• **Provided text**

# Summer Fair Shrewsbury



## LadyJ

Hi All

Just a reminder if you want the cheaper rate of £35 for the weekend at Shrewsbury it has to be booked before* 27th April* after this date it will be £40.

So get your names down and get booking soon for the discount

We all had a very nice time there last year

Jacquie


----------



## ched999uk

Thanks for the reminder. I will book asap. I have put us down on the list.

It was a great weekend last year. Outdoor entertainment was really good. Looking forward to the Queen act. Fingers crossed for the weather.
Thanks.


----------



## LadyJ

Only * 10 days left* for the cheaper rate of £35 for the weekend at Shrewsbury folks

Jacquie


----------



## rayc

LadyJ said:


> Only * 10 days left* for the cheaper rate of £35 for the weekend at Shrewsbury folks
> 
> Jacquie


Jacquie, The £35 is only for phone bookings and NOT for those made over the internet! I made the mistake of thinking that the £5 deduction would be applied after selecting attending with MHF but I was wrong.
Gina from Event's has informed me that this is clearly stated on the on line booking form but what they say is "PLEASE NOTE - Discount codes cannot be accepted for online bookings. If you have a discount code, please call 01775 723723 to book."
Club membership is therefore counted as a "Discount code" even though you have no code to give!!

The information on the MHF rally page makes no mention of this, just that the cost will be £35 and can be booked by phone or internet. Can the information on the Rally page be altered to be in line with Event's booking policy please i.e. that the £35 only applies to phone bookings.

• **Stored data**
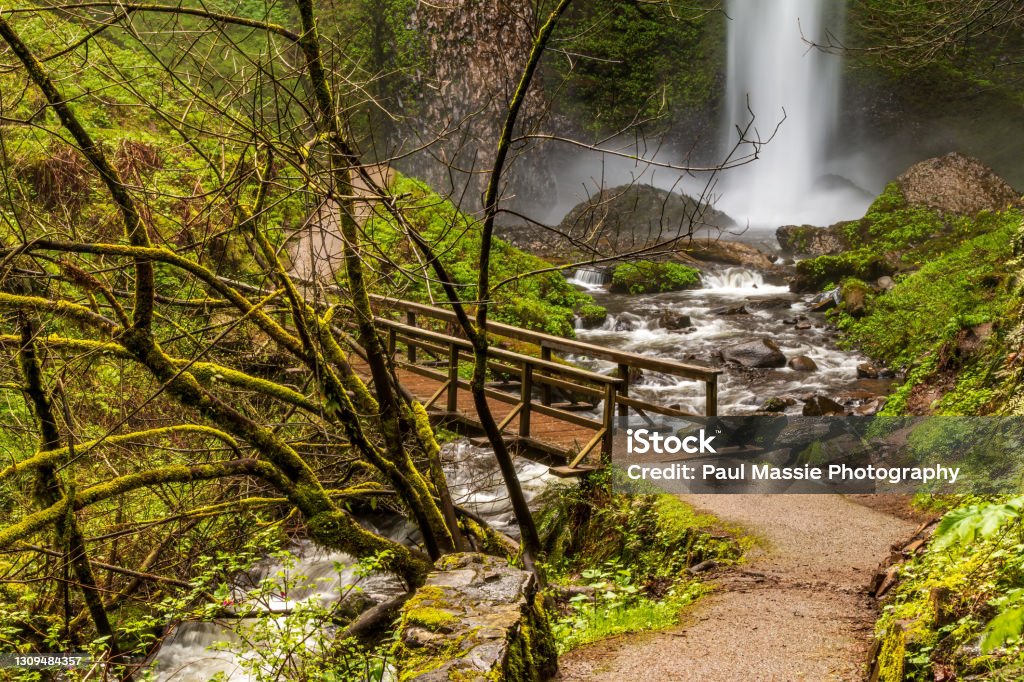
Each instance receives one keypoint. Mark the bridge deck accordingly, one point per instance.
(548, 409)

• **Challenge**
Repeat the passage of the Shrewsbury fair thread from "Just a reminder" to "will be £40.", word for word. The data is not used for anything here.

• **Written response**
Just a reminder if you want the cheaper rate of £35 for the weekend at Shrewsbury it has to be booked before* 27th April* after this date it will be £40.